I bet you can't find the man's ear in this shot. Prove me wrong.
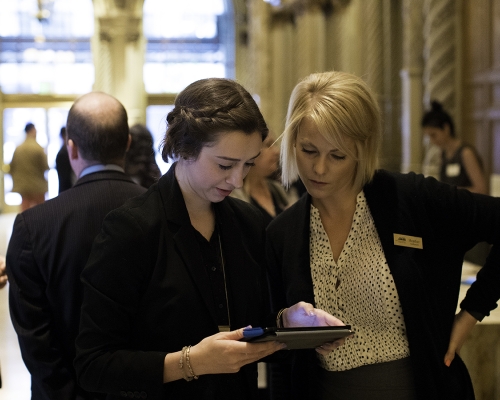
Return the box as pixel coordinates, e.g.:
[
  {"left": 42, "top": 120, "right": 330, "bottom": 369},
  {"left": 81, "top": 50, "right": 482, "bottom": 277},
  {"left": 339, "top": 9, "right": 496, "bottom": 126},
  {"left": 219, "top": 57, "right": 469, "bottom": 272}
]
[
  {"left": 125, "top": 133, "right": 132, "bottom": 152},
  {"left": 66, "top": 139, "right": 78, "bottom": 160}
]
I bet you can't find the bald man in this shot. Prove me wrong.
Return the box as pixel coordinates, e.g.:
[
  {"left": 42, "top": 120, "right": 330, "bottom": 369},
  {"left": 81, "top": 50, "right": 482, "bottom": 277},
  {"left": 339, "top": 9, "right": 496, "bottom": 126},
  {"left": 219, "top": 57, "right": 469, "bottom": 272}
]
[{"left": 7, "top": 92, "right": 145, "bottom": 400}]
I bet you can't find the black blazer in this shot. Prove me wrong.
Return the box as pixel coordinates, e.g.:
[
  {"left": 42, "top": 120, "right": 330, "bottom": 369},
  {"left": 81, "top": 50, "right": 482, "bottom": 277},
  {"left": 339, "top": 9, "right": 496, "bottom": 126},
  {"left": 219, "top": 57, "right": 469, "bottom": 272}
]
[
  {"left": 7, "top": 171, "right": 145, "bottom": 399},
  {"left": 267, "top": 171, "right": 500, "bottom": 400},
  {"left": 75, "top": 164, "right": 269, "bottom": 399}
]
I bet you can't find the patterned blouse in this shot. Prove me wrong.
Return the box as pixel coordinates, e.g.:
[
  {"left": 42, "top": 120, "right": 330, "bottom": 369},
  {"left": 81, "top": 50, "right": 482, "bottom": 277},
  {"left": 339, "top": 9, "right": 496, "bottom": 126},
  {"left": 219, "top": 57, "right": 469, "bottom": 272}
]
[{"left": 310, "top": 191, "right": 410, "bottom": 371}]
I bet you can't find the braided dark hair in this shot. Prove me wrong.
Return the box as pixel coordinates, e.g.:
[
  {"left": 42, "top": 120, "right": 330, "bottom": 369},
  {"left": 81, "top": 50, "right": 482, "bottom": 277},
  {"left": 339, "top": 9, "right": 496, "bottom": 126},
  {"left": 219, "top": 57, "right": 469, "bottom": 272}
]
[
  {"left": 162, "top": 78, "right": 269, "bottom": 162},
  {"left": 422, "top": 100, "right": 455, "bottom": 137}
]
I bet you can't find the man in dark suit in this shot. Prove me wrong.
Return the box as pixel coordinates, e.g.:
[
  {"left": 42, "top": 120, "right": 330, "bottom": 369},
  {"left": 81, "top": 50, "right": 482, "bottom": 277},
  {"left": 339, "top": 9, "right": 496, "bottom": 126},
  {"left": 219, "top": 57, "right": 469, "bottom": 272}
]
[{"left": 7, "top": 92, "right": 145, "bottom": 400}]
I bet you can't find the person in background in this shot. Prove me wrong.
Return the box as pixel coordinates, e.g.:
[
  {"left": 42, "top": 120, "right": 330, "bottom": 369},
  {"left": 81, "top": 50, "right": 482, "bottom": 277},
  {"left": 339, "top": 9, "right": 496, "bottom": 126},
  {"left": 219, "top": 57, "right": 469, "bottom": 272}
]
[
  {"left": 74, "top": 78, "right": 343, "bottom": 400},
  {"left": 421, "top": 101, "right": 487, "bottom": 194},
  {"left": 231, "top": 136, "right": 297, "bottom": 226},
  {"left": 0, "top": 256, "right": 8, "bottom": 388},
  {"left": 10, "top": 122, "right": 49, "bottom": 211},
  {"left": 266, "top": 72, "right": 500, "bottom": 400},
  {"left": 56, "top": 127, "right": 76, "bottom": 193},
  {"left": 7, "top": 92, "right": 145, "bottom": 400},
  {"left": 125, "top": 124, "right": 161, "bottom": 188}
]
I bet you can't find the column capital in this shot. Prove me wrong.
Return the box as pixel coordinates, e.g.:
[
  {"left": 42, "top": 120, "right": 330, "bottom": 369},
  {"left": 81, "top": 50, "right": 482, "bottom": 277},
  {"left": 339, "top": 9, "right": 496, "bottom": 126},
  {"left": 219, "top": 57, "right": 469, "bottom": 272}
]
[{"left": 98, "top": 15, "right": 142, "bottom": 43}]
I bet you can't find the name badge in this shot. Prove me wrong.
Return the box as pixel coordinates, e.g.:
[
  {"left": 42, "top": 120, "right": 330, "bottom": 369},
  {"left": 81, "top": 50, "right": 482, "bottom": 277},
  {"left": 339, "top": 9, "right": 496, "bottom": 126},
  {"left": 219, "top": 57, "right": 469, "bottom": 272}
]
[
  {"left": 394, "top": 233, "right": 424, "bottom": 249},
  {"left": 446, "top": 164, "right": 460, "bottom": 178}
]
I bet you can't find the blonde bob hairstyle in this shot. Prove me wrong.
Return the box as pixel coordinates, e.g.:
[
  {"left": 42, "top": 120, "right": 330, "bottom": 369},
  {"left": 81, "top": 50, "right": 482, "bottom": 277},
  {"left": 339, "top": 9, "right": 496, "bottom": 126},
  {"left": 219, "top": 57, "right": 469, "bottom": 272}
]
[{"left": 280, "top": 71, "right": 382, "bottom": 190}]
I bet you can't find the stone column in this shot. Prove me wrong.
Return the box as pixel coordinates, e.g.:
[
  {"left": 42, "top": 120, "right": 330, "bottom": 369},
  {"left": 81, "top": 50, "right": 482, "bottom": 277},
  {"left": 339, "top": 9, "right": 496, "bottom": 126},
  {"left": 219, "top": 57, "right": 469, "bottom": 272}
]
[
  {"left": 247, "top": 0, "right": 273, "bottom": 121},
  {"left": 295, "top": 1, "right": 326, "bottom": 79},
  {"left": 268, "top": 11, "right": 297, "bottom": 138},
  {"left": 363, "top": 0, "right": 384, "bottom": 96},
  {"left": 92, "top": 0, "right": 146, "bottom": 125},
  {"left": 422, "top": 0, "right": 459, "bottom": 178},
  {"left": 401, "top": 0, "right": 423, "bottom": 172}
]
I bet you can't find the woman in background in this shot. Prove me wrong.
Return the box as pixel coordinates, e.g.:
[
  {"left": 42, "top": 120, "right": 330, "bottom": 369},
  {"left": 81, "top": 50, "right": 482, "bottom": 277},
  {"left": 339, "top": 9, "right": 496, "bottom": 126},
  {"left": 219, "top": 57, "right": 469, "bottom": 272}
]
[
  {"left": 75, "top": 78, "right": 342, "bottom": 400},
  {"left": 125, "top": 124, "right": 161, "bottom": 188},
  {"left": 231, "top": 136, "right": 298, "bottom": 226},
  {"left": 266, "top": 72, "right": 500, "bottom": 400},
  {"left": 422, "top": 101, "right": 487, "bottom": 194}
]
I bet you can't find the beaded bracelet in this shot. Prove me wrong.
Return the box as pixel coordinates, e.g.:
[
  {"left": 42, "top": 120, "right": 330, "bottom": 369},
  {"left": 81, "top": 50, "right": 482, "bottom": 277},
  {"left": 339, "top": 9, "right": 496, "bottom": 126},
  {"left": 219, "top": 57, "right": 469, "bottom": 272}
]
[
  {"left": 179, "top": 346, "right": 193, "bottom": 382},
  {"left": 186, "top": 346, "right": 198, "bottom": 379}
]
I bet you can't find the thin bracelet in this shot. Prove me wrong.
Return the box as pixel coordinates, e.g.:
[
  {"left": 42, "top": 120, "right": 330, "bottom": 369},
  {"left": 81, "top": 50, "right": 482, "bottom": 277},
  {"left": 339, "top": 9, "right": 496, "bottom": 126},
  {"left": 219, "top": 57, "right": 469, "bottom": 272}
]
[
  {"left": 179, "top": 346, "right": 193, "bottom": 382},
  {"left": 276, "top": 308, "right": 286, "bottom": 328},
  {"left": 186, "top": 346, "right": 198, "bottom": 379}
]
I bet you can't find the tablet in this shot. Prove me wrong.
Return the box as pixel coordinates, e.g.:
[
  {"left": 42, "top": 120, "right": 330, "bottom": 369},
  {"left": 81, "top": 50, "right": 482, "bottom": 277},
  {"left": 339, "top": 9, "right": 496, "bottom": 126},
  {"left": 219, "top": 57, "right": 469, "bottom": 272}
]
[{"left": 241, "top": 325, "right": 354, "bottom": 350}]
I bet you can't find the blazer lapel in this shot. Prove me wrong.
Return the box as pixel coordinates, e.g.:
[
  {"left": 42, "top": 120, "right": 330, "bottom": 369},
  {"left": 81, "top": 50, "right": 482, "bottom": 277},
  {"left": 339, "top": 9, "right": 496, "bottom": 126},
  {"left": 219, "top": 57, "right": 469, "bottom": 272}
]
[
  {"left": 158, "top": 164, "right": 217, "bottom": 324},
  {"left": 281, "top": 194, "right": 315, "bottom": 305},
  {"left": 215, "top": 200, "right": 254, "bottom": 329}
]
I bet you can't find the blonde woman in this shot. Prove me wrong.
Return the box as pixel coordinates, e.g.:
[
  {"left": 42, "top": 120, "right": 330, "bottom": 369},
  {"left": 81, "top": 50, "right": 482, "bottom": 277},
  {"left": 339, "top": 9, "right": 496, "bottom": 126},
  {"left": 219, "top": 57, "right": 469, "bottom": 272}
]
[{"left": 266, "top": 72, "right": 500, "bottom": 400}]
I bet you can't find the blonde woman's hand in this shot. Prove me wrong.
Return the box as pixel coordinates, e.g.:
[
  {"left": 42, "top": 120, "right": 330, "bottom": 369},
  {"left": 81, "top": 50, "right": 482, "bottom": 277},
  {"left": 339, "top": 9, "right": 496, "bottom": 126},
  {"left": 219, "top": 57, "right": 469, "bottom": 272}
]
[
  {"left": 282, "top": 301, "right": 345, "bottom": 355},
  {"left": 444, "top": 310, "right": 477, "bottom": 367}
]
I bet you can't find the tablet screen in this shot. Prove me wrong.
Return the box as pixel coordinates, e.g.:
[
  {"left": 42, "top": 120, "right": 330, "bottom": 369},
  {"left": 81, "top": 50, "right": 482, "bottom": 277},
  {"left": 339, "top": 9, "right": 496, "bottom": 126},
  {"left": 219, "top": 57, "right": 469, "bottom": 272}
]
[{"left": 241, "top": 325, "right": 354, "bottom": 349}]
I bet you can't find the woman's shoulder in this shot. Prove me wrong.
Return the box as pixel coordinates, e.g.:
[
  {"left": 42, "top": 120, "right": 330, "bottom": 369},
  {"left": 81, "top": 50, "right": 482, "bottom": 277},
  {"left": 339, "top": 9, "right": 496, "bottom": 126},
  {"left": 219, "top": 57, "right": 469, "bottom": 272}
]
[
  {"left": 267, "top": 193, "right": 311, "bottom": 233},
  {"left": 104, "top": 183, "right": 161, "bottom": 231},
  {"left": 224, "top": 196, "right": 262, "bottom": 221}
]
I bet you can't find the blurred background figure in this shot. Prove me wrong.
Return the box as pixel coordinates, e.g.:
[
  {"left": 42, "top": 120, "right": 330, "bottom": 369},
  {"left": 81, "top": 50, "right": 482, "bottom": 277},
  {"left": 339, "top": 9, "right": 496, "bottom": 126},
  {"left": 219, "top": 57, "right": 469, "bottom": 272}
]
[
  {"left": 231, "top": 136, "right": 299, "bottom": 399},
  {"left": 56, "top": 126, "right": 76, "bottom": 193},
  {"left": 422, "top": 101, "right": 491, "bottom": 265},
  {"left": 0, "top": 256, "right": 8, "bottom": 388},
  {"left": 125, "top": 124, "right": 161, "bottom": 188},
  {"left": 422, "top": 101, "right": 487, "bottom": 194},
  {"left": 231, "top": 137, "right": 298, "bottom": 225},
  {"left": 10, "top": 122, "right": 49, "bottom": 211}
]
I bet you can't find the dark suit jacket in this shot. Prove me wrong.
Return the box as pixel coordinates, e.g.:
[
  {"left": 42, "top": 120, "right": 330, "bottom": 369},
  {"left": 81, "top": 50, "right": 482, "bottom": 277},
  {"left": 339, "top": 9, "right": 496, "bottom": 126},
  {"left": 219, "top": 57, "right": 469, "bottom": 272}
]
[
  {"left": 7, "top": 171, "right": 145, "bottom": 400},
  {"left": 267, "top": 171, "right": 500, "bottom": 400},
  {"left": 75, "top": 165, "right": 269, "bottom": 399}
]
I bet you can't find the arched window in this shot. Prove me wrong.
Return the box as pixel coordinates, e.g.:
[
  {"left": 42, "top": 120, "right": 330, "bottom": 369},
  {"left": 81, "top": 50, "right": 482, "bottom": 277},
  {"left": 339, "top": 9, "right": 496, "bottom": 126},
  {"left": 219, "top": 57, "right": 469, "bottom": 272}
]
[
  {"left": 0, "top": 0, "right": 94, "bottom": 94},
  {"left": 144, "top": 0, "right": 234, "bottom": 93},
  {"left": 143, "top": 0, "right": 235, "bottom": 173}
]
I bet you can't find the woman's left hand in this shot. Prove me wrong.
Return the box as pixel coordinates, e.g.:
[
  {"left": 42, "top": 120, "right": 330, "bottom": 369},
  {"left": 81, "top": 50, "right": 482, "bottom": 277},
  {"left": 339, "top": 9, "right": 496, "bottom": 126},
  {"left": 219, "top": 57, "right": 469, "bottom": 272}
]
[
  {"left": 282, "top": 301, "right": 345, "bottom": 355},
  {"left": 444, "top": 310, "right": 477, "bottom": 367}
]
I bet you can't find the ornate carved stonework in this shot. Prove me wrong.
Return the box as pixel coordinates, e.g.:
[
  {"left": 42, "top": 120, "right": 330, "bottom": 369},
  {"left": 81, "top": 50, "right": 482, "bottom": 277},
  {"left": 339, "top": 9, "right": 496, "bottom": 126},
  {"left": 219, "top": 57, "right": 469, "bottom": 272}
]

* Required task: Please pull out every line of the records above that contains the word "background" with matching letter case.

* Complete output:
I bet you can't find the person in background in this shot. Prove me wrong.
I bet you can't find the woman in background in this shot. Prove me wrong.
I bet you can't find the blurred background figure in this shot. Prove me wrong.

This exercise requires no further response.